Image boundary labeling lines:
──────

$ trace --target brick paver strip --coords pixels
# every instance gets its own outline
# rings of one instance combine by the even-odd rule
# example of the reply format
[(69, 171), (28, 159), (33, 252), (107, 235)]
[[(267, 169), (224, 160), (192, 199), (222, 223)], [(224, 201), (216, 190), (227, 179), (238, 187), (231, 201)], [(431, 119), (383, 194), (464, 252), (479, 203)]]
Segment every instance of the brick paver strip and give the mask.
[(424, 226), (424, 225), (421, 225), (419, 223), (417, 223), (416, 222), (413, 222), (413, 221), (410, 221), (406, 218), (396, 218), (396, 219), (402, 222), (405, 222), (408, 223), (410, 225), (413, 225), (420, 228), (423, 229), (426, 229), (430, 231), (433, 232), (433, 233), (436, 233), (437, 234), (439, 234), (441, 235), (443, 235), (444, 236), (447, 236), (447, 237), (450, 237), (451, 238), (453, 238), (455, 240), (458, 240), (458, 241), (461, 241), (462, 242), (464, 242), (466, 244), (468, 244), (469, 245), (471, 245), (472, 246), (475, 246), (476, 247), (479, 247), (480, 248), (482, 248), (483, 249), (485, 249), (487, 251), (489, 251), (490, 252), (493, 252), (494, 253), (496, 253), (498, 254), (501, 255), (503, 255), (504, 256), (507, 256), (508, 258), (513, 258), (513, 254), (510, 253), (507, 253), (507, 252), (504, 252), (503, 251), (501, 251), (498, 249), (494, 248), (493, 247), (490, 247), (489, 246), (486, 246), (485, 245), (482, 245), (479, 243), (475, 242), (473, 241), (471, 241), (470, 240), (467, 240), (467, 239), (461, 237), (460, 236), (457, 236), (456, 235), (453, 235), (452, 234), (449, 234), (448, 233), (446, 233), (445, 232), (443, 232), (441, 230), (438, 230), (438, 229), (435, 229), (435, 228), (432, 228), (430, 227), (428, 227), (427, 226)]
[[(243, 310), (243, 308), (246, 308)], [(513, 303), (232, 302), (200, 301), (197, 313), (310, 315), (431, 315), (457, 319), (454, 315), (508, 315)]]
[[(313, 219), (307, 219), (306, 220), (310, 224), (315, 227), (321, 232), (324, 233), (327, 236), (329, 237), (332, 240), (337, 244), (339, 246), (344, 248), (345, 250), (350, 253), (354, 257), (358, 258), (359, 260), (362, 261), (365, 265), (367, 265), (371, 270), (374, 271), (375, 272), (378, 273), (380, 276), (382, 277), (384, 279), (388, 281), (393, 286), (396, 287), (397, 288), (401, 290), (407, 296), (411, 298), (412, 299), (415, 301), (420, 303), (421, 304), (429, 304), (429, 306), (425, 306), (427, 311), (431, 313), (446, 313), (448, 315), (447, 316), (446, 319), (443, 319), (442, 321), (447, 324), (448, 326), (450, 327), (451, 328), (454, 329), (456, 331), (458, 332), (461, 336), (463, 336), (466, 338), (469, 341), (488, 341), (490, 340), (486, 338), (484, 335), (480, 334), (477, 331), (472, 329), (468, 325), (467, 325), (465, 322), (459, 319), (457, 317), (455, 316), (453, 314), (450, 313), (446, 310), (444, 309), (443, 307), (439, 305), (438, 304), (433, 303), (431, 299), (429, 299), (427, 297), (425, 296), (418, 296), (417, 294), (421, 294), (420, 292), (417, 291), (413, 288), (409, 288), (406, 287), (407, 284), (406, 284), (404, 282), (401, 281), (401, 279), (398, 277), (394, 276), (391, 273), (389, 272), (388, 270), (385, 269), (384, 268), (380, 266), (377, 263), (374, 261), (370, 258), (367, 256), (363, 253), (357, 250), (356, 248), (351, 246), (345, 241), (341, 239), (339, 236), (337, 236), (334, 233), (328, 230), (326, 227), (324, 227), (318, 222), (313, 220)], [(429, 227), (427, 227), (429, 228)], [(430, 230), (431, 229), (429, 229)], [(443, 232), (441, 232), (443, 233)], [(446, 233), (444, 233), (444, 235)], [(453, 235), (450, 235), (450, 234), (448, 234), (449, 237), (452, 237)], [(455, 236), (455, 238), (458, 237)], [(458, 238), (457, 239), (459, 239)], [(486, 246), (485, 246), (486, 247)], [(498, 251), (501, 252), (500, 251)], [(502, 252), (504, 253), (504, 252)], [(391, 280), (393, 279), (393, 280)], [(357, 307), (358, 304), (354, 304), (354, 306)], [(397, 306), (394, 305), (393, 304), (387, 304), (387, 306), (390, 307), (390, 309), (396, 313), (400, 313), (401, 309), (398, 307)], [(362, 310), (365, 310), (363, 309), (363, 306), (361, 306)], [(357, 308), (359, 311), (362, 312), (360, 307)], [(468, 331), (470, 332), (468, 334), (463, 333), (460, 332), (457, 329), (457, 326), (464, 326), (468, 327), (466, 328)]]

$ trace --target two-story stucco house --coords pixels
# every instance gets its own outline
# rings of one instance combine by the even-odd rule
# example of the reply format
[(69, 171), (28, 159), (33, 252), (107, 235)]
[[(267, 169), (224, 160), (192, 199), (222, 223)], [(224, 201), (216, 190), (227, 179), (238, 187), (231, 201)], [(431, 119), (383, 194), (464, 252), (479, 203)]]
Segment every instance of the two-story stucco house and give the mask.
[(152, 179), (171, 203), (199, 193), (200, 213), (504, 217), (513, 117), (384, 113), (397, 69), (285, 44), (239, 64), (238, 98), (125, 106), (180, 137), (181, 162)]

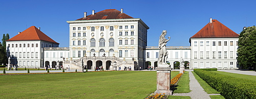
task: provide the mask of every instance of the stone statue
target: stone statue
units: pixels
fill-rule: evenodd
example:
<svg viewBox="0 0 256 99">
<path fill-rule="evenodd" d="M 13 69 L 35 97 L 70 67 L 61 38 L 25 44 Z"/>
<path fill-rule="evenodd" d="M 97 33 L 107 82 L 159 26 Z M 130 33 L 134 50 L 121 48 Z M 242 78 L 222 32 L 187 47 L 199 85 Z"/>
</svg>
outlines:
<svg viewBox="0 0 256 99">
<path fill-rule="evenodd" d="M 169 39 L 165 39 L 165 35 L 166 35 L 167 31 L 163 30 L 159 37 L 159 41 L 158 46 L 159 47 L 159 55 L 160 57 L 158 58 L 158 64 L 166 64 L 166 60 L 168 56 L 168 52 L 166 50 L 166 45 L 167 42 L 170 40 L 170 37 L 168 37 Z"/>
</svg>

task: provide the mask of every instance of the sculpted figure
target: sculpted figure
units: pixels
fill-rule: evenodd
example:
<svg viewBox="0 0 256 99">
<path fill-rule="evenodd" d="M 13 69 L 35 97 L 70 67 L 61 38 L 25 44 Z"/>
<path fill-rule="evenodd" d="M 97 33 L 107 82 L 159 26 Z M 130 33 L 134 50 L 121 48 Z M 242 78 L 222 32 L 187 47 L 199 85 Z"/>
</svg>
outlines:
<svg viewBox="0 0 256 99">
<path fill-rule="evenodd" d="M 167 42 L 170 40 L 170 37 L 168 37 L 168 39 L 165 39 L 165 35 L 167 31 L 163 31 L 162 34 L 159 37 L 159 41 L 158 46 L 159 47 L 159 57 L 158 58 L 158 64 L 167 64 L 166 60 L 168 56 L 168 52 L 167 52 L 166 45 Z"/>
</svg>

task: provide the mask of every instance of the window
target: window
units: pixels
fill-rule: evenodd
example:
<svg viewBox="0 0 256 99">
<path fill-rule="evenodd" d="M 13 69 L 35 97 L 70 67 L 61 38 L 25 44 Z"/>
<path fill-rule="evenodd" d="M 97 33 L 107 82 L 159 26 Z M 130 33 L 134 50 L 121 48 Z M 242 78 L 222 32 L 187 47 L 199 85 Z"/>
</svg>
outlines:
<svg viewBox="0 0 256 99">
<path fill-rule="evenodd" d="M 230 62 L 230 68 L 233 68 L 233 62 Z"/>
<path fill-rule="evenodd" d="M 124 44 L 127 45 L 128 44 L 128 40 L 124 40 Z"/>
<path fill-rule="evenodd" d="M 100 31 L 104 31 L 104 27 L 100 27 Z"/>
<path fill-rule="evenodd" d="M 23 58 L 26 58 L 26 52 L 23 53 Z"/>
<path fill-rule="evenodd" d="M 48 52 L 46 53 L 46 58 L 48 58 L 48 57 L 49 57 Z"/>
<path fill-rule="evenodd" d="M 194 52 L 194 59 L 197 59 L 197 52 Z"/>
<path fill-rule="evenodd" d="M 110 38 L 110 46 L 114 46 L 115 40 L 113 38 Z"/>
<path fill-rule="evenodd" d="M 122 40 L 119 40 L 119 45 L 122 45 Z"/>
<path fill-rule="evenodd" d="M 134 44 L 134 40 L 133 40 L 133 39 L 131 40 L 131 45 Z"/>
<path fill-rule="evenodd" d="M 76 51 L 74 50 L 73 51 L 73 57 L 76 57 Z"/>
<path fill-rule="evenodd" d="M 206 46 L 209 46 L 209 45 L 210 45 L 209 42 L 206 41 Z"/>
<path fill-rule="evenodd" d="M 82 41 L 82 45 L 86 45 L 86 40 L 83 40 Z"/>
<path fill-rule="evenodd" d="M 124 57 L 128 57 L 128 50 L 124 51 Z"/>
<path fill-rule="evenodd" d="M 27 58 L 29 58 L 29 52 L 27 53 Z"/>
<path fill-rule="evenodd" d="M 55 57 L 55 57 L 55 53 L 54 52 L 54 53 L 53 53 L 53 58 L 55 58 Z"/>
<path fill-rule="evenodd" d="M 134 32 L 133 31 L 131 32 L 131 35 L 134 35 Z"/>
<path fill-rule="evenodd" d="M 206 52 L 206 59 L 209 59 L 210 52 Z"/>
<path fill-rule="evenodd" d="M 34 58 L 34 52 L 31 52 L 31 58 Z"/>
<path fill-rule="evenodd" d="M 99 46 L 105 46 L 105 39 L 104 39 L 103 38 L 100 38 L 99 39 Z"/>
<path fill-rule="evenodd" d="M 219 52 L 219 59 L 221 59 L 221 52 Z"/>
<path fill-rule="evenodd" d="M 95 39 L 94 38 L 92 38 L 91 39 L 91 47 L 95 47 Z"/>
<path fill-rule="evenodd" d="M 187 59 L 187 52 L 185 52 L 185 59 Z"/>
<path fill-rule="evenodd" d="M 78 45 L 81 45 L 81 41 L 80 40 L 77 41 L 77 42 L 78 42 L 77 44 Z"/>
<path fill-rule="evenodd" d="M 179 55 L 179 52 L 175 52 L 175 58 L 177 59 L 178 57 L 178 55 Z"/>
<path fill-rule="evenodd" d="M 233 58 L 233 51 L 230 51 L 230 58 Z"/>
<path fill-rule="evenodd" d="M 194 46 L 197 46 L 197 41 L 195 41 L 195 42 L 194 42 Z"/>
<path fill-rule="evenodd" d="M 230 46 L 233 45 L 233 41 L 230 41 Z"/>
<path fill-rule="evenodd" d="M 212 59 L 215 59 L 216 58 L 216 52 L 212 52 Z"/>
<path fill-rule="evenodd" d="M 216 67 L 216 62 L 212 62 L 212 68 Z"/>
<path fill-rule="evenodd" d="M 200 52 L 200 59 L 203 59 L 203 58 L 204 58 L 204 52 Z"/>
<path fill-rule="evenodd" d="M 38 52 L 36 52 L 35 53 L 35 58 L 38 58 Z"/>
<path fill-rule="evenodd" d="M 114 27 L 110 26 L 110 31 L 113 31 L 113 30 L 114 30 Z"/>
<path fill-rule="evenodd" d="M 227 52 L 224 52 L 224 58 L 225 58 L 225 59 L 227 58 Z"/>
<path fill-rule="evenodd" d="M 91 28 L 91 31 L 95 31 L 95 27 L 92 27 L 92 28 Z"/>
<path fill-rule="evenodd" d="M 78 57 L 81 57 L 81 51 L 78 51 Z"/>
<path fill-rule="evenodd" d="M 119 57 L 122 57 L 122 50 L 119 50 Z"/>
</svg>

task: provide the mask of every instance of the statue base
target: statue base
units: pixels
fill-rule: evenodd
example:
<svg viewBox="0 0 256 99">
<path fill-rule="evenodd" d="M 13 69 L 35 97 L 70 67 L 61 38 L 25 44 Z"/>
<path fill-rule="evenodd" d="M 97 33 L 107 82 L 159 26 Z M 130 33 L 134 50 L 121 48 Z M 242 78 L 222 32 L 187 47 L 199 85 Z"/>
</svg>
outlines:
<svg viewBox="0 0 256 99">
<path fill-rule="evenodd" d="M 170 71 L 172 68 L 166 65 L 165 67 L 156 67 L 157 70 L 157 90 L 155 93 L 165 93 L 166 95 L 171 95 L 172 91 L 170 90 Z M 161 65 L 162 66 L 162 65 Z"/>
<path fill-rule="evenodd" d="M 180 67 L 180 73 L 183 73 L 183 71 L 185 70 L 185 67 Z"/>
</svg>

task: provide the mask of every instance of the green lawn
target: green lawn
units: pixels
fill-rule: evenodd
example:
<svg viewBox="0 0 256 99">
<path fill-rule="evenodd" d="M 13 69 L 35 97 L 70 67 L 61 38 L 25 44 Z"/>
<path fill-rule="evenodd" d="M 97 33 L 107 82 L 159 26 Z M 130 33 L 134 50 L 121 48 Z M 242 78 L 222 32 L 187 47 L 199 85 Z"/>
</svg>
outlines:
<svg viewBox="0 0 256 99">
<path fill-rule="evenodd" d="M 247 79 L 247 80 L 249 80 L 256 81 L 256 76 L 250 76 L 250 75 L 247 75 L 229 73 L 229 72 L 220 71 L 211 71 L 209 72 L 215 72 L 215 73 L 220 73 L 221 75 L 231 76 L 231 77 L 233 77 L 234 78 L 244 79 Z"/>
<path fill-rule="evenodd" d="M 177 72 L 172 72 L 172 77 Z M 156 74 L 155 71 L 114 71 L 4 75 L 0 76 L 0 96 L 1 98 L 144 98 L 156 90 Z"/>
</svg>

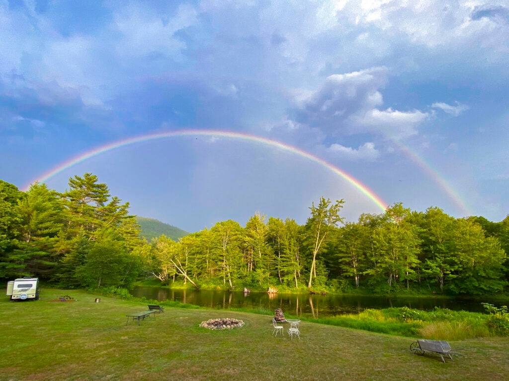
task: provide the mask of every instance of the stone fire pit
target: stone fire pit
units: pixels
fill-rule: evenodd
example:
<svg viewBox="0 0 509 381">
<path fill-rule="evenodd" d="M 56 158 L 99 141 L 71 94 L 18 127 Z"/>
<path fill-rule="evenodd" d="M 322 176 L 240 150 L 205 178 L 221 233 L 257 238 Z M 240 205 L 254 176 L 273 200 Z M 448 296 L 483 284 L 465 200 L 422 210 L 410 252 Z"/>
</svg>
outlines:
<svg viewBox="0 0 509 381">
<path fill-rule="evenodd" d="M 244 322 L 229 318 L 220 319 L 210 319 L 206 322 L 202 322 L 200 327 L 208 329 L 232 329 L 244 325 Z"/>
</svg>

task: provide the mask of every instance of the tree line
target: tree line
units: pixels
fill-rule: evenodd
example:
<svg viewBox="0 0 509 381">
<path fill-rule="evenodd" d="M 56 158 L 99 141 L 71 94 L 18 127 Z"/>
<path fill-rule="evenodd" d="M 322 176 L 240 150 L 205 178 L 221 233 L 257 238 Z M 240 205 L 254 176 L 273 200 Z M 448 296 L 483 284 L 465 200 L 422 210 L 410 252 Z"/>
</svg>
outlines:
<svg viewBox="0 0 509 381">
<path fill-rule="evenodd" d="M 178 242 L 140 238 L 129 203 L 86 173 L 63 193 L 44 184 L 26 192 L 0 180 L 0 278 L 36 276 L 68 288 L 164 284 L 318 292 L 503 292 L 509 271 L 509 216 L 455 218 L 436 207 L 401 203 L 357 222 L 343 200 L 321 198 L 305 224 L 256 213 Z"/>
</svg>

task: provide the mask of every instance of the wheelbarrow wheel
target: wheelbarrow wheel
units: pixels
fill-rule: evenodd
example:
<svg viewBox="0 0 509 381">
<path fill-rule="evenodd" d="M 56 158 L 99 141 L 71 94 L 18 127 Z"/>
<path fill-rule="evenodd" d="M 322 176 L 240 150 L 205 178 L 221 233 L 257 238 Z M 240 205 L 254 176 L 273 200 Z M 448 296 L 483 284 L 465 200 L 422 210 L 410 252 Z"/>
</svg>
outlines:
<svg viewBox="0 0 509 381">
<path fill-rule="evenodd" d="M 410 344 L 410 352 L 414 355 L 418 355 L 420 356 L 424 354 L 424 351 L 420 348 L 420 346 L 417 341 Z"/>
</svg>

──────

** WHAT TO WORK ON **
In the stretch from the line that contains "task: provide the mask of every instance of the window" through the line that contains "194 52 L 194", change "target" to "object" and leave everything else as it is. Give only those lines.

** SOLUTION FOR THIS PROBLEM **
task: provide the mask of every instance of the window
object: window
units: pixels
fill-rule: evenodd
example:
<svg viewBox="0 0 256 99">
<path fill-rule="evenodd" d="M 13 69 L 35 97 L 70 67 L 61 38 L 25 44 Z"/>
<path fill-rule="evenodd" d="M 97 33 L 107 82 L 159 26 Z M 130 33 L 134 50 L 121 48 Z M 242 78 L 222 32 L 187 47 L 199 85 Z"/>
</svg>
outlines:
<svg viewBox="0 0 256 99">
<path fill-rule="evenodd" d="M 230 62 L 230 68 L 233 68 L 233 62 Z"/>
<path fill-rule="evenodd" d="M 124 44 L 127 45 L 128 44 L 128 40 L 124 40 Z"/>
<path fill-rule="evenodd" d="M 100 31 L 104 31 L 104 27 L 100 27 Z"/>
<path fill-rule="evenodd" d="M 23 58 L 26 58 L 26 52 L 23 53 Z"/>
<path fill-rule="evenodd" d="M 48 52 L 46 53 L 46 58 L 48 58 L 48 57 L 49 57 Z"/>
<path fill-rule="evenodd" d="M 194 52 L 194 59 L 197 59 L 197 52 Z"/>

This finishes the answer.